Cube Storage: Introduction to Partitions

By William Pearson

This article introduces partitions in Analysis Services. Here, we will introduce partitions and discuss their characteristics and considerations surrounding their use, as well as their impact on data storage and cube processing.

Note: For more information about my MSSQL Server Analysis Services column in general, see the section entitled “About the MSSQL Server Analysis Services Series” that follows the conclusion of this article.

Introduction

In Dimensional Model Components: Dimensions Parts I and II, we undertook a general introduction to the dimensional model, noting its wide acceptance as the preferred structure for presenting quantitative and other organizational data to information consumers. As a part of our extended examination of dimensions, we discussed the primary objectives of business intelligence, including its capacity to support:

  • the presentation of relevant and accurate information representing business operations and events;
  • the rapid and accurate return of query results;
  • “slice and dice” query creation and modification;
  • an environment wherein information consumers can pose questions quickly and easily, and achieve rapid results datasets.

We noted in Cube Storage: Introduction that the second objective above, the capacity of business intelligence to support “the rapid and accurate return of query results”, translates to minimal querying time. We discussed that storage design plays a key role in enhancing query performance across our cubes, and, as we will learn in this article, partitions play a significant role in the way that Analysis Services manages and stores data and aggregations for a measure group in a cube.

In this article, we will continue the general exploration of cube storage that we began in Cube Storage: Introduction, this time focusing upon partitions. Our introduction to partitions here will lead to more detailed exploration of various concepts surrounding partitions in subsequent articles that examine partition planning, as well as hands-on sessions focused upon various tasks surrounding partitions, including:

  • the creation of local partitions within the Business Intelligence Development Studio;
  • the creation of multiple partitions for a single measure group, based upon views in the underlying relational database;
  • the creation of multiple partitions for a single measure group, based upon named queries in Analysis Services;
  • the creation of remote partitions within the Business Intelligence Development Studio;
  • the creation of partitions within SQL Server Management Studio;
  • filtering partitions;
  • merging partitions.

Introducing Partitions in Analysis Services

Because the data sources underlying our cubes, and even the cubes themselves, can become very large in physical size, storage becomes a significant consideration within cube design strategy. A partition is a physical file on a hard disk that contains a subset of the data included in an Analysis Services database. Analysis Services uses partitions to manage and store data and aggregations for a measure group in a cube.

Partitions make it possible for us to spread data over multiple hard disks, should data growth or other factors dictate the need and / or convenience for doing so. This spreading of data can include local partitions (which are stored locally on hard disk), remote partitions (which are distributed across multiple hard disks), or a combination of the two types. Partitions rely on storage settings to define the format and processing schedule for the database, and they use writeback settings to enable “what-if” analysis.

Local and Remote Partitions

For each measure group we create within a given cube, a single partition, containing all data and metadata within and about the measure group, is created to support that measure group. Although we begin cube creation with a single partition for each measure group, however, we begin to experience performance deterioration as a partition grows larger. We can typically reduce the time required to process and query the cube by dividing a single large partition into smaller partitions. We do this through the addition of explicitly created partitions to the existing partition – partitions across which the existing data can be spread. (When we create a new partition for a measure group, the new partition is added to the set of partitions that already exist for the measure group.)

Entries identifying locations:

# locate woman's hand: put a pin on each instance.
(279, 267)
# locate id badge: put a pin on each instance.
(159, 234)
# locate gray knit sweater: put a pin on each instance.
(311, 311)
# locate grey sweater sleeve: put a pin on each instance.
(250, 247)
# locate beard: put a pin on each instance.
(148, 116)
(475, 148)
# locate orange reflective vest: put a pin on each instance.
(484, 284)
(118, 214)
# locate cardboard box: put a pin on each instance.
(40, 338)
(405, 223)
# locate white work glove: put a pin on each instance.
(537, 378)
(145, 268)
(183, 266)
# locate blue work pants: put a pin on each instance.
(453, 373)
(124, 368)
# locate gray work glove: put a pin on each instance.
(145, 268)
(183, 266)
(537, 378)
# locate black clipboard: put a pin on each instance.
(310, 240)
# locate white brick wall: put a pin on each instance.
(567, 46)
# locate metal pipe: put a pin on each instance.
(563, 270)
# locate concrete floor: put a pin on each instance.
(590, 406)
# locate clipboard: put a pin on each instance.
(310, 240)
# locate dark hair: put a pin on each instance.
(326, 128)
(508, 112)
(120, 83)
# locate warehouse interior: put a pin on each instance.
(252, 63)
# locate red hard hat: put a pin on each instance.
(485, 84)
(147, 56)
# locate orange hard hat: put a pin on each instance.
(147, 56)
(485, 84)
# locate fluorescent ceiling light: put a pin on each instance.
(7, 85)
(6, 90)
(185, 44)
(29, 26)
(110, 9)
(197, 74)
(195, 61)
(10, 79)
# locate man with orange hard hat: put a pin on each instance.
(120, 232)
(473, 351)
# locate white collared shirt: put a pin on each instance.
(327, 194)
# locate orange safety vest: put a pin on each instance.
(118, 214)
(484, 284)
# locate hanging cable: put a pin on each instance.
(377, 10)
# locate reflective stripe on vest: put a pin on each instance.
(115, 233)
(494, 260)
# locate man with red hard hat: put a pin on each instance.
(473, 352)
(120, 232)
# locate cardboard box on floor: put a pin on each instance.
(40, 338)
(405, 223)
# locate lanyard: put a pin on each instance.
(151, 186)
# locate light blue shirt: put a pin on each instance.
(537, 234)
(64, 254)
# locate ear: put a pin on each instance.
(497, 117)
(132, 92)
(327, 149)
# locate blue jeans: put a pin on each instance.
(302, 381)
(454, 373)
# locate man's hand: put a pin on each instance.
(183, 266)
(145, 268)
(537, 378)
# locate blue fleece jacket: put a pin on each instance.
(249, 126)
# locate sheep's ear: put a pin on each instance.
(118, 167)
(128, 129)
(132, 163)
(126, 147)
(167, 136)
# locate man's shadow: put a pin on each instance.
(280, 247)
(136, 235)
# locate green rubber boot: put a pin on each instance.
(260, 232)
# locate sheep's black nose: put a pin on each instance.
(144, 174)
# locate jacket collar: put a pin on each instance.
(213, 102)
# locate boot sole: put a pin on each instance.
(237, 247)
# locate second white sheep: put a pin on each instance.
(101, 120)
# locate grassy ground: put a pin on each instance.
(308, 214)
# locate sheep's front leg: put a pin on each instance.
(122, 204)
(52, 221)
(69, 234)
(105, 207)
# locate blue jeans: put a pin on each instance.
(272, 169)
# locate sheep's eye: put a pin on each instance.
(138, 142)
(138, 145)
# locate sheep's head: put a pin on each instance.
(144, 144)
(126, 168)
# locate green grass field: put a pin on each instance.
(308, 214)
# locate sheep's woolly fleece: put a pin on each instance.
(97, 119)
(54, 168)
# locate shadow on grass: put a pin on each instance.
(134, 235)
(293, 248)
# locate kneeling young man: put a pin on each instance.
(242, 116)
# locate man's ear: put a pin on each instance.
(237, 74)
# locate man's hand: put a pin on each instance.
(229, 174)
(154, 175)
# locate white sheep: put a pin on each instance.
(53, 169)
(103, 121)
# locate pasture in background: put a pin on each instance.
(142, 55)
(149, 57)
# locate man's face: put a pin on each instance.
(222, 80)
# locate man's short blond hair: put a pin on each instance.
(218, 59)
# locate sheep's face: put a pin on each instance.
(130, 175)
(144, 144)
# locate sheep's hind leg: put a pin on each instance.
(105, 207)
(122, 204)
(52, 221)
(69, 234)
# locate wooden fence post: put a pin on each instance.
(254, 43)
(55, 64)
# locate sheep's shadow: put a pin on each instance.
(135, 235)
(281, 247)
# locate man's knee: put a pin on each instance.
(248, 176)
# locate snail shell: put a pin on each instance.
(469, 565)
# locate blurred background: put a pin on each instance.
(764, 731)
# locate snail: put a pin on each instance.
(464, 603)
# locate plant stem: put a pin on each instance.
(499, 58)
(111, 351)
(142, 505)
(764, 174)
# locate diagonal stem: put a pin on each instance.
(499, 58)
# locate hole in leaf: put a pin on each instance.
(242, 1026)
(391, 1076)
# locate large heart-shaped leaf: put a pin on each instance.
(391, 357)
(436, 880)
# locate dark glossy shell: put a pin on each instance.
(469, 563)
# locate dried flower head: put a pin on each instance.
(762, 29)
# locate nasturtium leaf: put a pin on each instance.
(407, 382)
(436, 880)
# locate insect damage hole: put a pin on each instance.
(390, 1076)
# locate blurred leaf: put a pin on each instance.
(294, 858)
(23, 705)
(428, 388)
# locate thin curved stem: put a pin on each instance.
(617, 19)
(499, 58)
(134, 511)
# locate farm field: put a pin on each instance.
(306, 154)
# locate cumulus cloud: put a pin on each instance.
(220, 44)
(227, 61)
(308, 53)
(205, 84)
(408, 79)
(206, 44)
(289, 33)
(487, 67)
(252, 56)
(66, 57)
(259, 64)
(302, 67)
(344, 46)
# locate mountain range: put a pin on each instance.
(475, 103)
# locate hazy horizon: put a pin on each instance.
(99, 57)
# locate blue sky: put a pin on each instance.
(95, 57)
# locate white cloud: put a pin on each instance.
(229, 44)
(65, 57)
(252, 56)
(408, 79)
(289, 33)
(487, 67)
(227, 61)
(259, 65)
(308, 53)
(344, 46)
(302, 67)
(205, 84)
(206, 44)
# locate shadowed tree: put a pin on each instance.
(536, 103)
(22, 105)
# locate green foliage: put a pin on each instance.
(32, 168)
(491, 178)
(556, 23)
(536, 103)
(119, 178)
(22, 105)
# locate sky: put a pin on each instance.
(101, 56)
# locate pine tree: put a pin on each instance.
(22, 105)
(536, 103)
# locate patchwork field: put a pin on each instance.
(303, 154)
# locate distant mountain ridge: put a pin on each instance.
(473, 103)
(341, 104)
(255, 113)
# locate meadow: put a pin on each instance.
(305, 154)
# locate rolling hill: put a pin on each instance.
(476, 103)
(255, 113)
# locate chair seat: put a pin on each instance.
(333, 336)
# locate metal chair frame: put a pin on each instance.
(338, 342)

[Requests]
A. In the partitions article, what is a partition?
B. Set down, unchanged, the lines of the listing from the line with "# locate snail: put a pin on each instance." up to and including the line with "(390, 1076)".

[Answers in order]
A. A partition is a physical file on a hard disk that contains a subset of the data included in an Analysis Services database.

B.
# locate snail: put a pin on each instance.
(464, 603)
# locate plant stem: put a pin on each instance.
(499, 58)
(111, 351)
(142, 505)
(764, 174)
# locate diagonal stem: put a pin on each instance.
(499, 58)
# locate hole in leaf: put a pin on each instance.
(242, 1026)
(391, 1076)
# locate large heart-shaped leaf: put a pin on each instance.
(391, 357)
(436, 880)
# locate dark glossy shell: put a pin on each instance.
(469, 563)
# locate dried flower head: put a pin on each instance.
(762, 29)
# locate nasturtium leaf: put a pin on each instance.
(407, 382)
(436, 880)
# locate insect damage hole: put a pin on each instance.
(390, 1076)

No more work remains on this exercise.